------ MATERIAL PROVIDED ------

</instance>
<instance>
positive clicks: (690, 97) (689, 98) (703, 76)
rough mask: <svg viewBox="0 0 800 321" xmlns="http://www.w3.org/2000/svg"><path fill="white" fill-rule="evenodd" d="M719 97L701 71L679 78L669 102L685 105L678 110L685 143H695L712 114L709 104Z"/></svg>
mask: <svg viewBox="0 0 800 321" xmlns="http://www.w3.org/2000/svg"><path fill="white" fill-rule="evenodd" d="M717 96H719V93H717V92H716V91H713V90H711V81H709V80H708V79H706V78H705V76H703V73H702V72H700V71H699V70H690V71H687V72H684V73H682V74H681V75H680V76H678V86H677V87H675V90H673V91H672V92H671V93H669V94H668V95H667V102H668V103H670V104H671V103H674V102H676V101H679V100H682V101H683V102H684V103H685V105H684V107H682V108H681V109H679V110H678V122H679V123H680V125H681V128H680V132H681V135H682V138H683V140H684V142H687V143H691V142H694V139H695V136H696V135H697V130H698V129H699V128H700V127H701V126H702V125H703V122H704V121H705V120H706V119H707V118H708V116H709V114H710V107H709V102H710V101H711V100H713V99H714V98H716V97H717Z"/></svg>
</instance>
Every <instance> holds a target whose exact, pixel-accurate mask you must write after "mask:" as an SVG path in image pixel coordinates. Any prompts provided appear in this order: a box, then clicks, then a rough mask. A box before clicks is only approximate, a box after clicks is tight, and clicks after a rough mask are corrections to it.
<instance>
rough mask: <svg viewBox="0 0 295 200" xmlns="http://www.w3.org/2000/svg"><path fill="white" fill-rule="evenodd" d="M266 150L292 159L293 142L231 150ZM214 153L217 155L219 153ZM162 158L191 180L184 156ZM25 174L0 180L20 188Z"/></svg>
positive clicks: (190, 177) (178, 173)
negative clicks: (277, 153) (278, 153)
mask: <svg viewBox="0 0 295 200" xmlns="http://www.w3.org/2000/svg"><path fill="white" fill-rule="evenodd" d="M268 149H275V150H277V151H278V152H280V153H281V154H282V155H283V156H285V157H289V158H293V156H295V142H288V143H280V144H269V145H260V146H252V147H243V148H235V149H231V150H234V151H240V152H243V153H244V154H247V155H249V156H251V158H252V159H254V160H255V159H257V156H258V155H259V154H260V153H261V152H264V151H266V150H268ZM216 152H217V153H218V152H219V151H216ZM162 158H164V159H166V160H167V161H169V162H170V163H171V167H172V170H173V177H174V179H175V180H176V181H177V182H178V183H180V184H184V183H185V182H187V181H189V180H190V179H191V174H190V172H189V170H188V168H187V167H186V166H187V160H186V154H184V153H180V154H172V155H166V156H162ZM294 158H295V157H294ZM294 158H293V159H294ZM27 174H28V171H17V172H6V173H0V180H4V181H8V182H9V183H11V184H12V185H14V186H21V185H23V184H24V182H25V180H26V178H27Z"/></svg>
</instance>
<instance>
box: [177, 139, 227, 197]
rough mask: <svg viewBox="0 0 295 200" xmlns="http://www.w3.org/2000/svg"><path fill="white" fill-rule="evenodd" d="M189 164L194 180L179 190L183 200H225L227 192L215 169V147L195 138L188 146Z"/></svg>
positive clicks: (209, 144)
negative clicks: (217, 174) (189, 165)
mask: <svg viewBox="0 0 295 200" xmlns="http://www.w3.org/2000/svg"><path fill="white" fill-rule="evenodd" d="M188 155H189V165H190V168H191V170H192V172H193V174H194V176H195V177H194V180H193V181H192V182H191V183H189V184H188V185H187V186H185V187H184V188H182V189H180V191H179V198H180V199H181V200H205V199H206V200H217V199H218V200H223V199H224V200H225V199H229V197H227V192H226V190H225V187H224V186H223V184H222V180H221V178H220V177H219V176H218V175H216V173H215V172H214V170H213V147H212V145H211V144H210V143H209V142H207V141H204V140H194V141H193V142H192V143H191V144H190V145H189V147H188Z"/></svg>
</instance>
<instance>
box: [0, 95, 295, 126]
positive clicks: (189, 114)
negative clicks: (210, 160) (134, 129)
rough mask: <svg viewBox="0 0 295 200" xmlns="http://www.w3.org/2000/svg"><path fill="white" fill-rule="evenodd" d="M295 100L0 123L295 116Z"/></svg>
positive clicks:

------

EXERCISE DETAILS: Copy out every line of the listing that includes the string "positive".

TASK SOLUTION:
positive clicks: (690, 97) (689, 98) (703, 76)
positive clicks: (190, 177) (178, 173)
positive clicks: (209, 144)
positive clicks: (189, 114)
positive clicks:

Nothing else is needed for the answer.